* Dataset records:

★ ★ ★ ★ ★

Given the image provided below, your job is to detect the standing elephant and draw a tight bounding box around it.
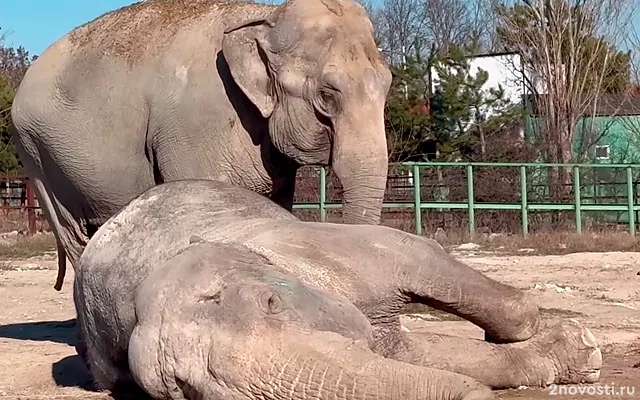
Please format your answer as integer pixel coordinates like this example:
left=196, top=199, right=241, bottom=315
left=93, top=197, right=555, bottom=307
left=11, top=0, right=391, bottom=289
left=74, top=180, right=602, bottom=400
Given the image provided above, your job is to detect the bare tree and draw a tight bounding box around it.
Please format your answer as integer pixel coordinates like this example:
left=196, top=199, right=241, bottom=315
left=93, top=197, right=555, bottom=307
left=375, top=0, right=425, bottom=65
left=424, top=0, right=496, bottom=54
left=496, top=0, right=633, bottom=200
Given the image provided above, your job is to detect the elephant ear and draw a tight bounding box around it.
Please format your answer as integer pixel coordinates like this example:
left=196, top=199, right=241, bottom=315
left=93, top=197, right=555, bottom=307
left=222, top=19, right=275, bottom=118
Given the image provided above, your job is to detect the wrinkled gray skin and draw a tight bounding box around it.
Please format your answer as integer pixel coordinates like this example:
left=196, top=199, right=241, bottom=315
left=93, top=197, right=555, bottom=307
left=11, top=0, right=391, bottom=290
left=76, top=180, right=602, bottom=399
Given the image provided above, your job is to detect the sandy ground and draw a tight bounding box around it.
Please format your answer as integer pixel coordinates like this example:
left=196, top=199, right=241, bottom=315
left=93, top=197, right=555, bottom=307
left=0, top=251, right=640, bottom=400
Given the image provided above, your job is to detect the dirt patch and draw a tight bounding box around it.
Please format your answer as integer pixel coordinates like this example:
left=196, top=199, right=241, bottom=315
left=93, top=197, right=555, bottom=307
left=0, top=251, right=640, bottom=400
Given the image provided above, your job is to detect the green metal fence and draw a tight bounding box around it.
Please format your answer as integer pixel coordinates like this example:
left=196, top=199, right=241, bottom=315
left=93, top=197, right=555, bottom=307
left=293, top=162, right=640, bottom=236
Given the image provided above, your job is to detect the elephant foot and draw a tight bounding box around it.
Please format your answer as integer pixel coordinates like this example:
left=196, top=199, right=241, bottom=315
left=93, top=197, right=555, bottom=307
left=511, top=320, right=602, bottom=384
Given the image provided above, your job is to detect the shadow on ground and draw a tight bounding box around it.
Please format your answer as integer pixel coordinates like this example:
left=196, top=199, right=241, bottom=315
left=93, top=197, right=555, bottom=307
left=0, top=318, right=76, bottom=346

★ ★ ★ ★ ★

* Directions: Copy out all of the entries above word for word, omitting the picture.

* Written solution:
Given the image provided below, your job is to detect the standing elephant and draw a tight bounding box around it.
Please format your answer as integer pixel coordinates like this example:
left=196, top=199, right=241, bottom=315
left=93, top=197, right=555, bottom=307
left=11, top=0, right=391, bottom=289
left=74, top=180, right=602, bottom=400
Given the image provided above, your job is to detect the bare tree and draw a tight bounding box around it.
Please format your answer as integer pixel coordinates like this example:
left=196, top=199, right=241, bottom=315
left=93, top=197, right=555, bottom=307
left=375, top=0, right=425, bottom=65
left=424, top=0, right=496, bottom=54
left=496, top=0, right=633, bottom=200
Given the image provided above, your job is to detect the elephant ear and draw a tight bounding box around it.
Please format your answer as integer pixel coordinates like this example:
left=196, top=199, right=241, bottom=315
left=93, top=197, right=555, bottom=307
left=222, top=19, right=275, bottom=118
Given the image provided above, your job is to detect the wrinkled gray skin and draw a tight bounding box around it.
Please format your answer as integer pixel coordinates like this example:
left=196, top=199, right=241, bottom=315
left=93, top=197, right=555, bottom=307
left=11, top=0, right=391, bottom=290
left=76, top=180, right=602, bottom=399
Given the image provided above, your job is to detect the sandy ground and draw a tight bounding box around it.
Please format your answer as integer pixel coordinates like this example:
left=196, top=199, right=241, bottom=315
left=93, top=197, right=555, bottom=307
left=0, top=251, right=640, bottom=400
Given the image provided above, your job is to detect the dirt patch and draw a tight bounding box around it.
Please format your answer as integer pixel coordinates like this example:
left=196, top=199, right=241, bottom=315
left=93, top=197, right=555, bottom=307
left=0, top=251, right=640, bottom=400
Given the image provided above, your job is to detect the green metal fence and draw a tight bounding box around it.
Please format your answer as integer pixel coordinates like this example:
left=196, top=199, right=241, bottom=315
left=93, top=197, right=555, bottom=307
left=293, top=162, right=640, bottom=236
Given the image provided above, your job is to detect the elephant foot and draw a tight bounding box around it.
Please format your answer as integer pixel coordinates like this example:
left=196, top=199, right=241, bottom=315
left=93, top=197, right=555, bottom=307
left=511, top=320, right=602, bottom=384
Given the image provided above, your job is to detect the shadow on ground and draw a tight bounding box around it.
Please format your answer as integer pixel coordinates like this example:
left=196, top=199, right=241, bottom=315
left=93, top=197, right=555, bottom=307
left=0, top=318, right=76, bottom=346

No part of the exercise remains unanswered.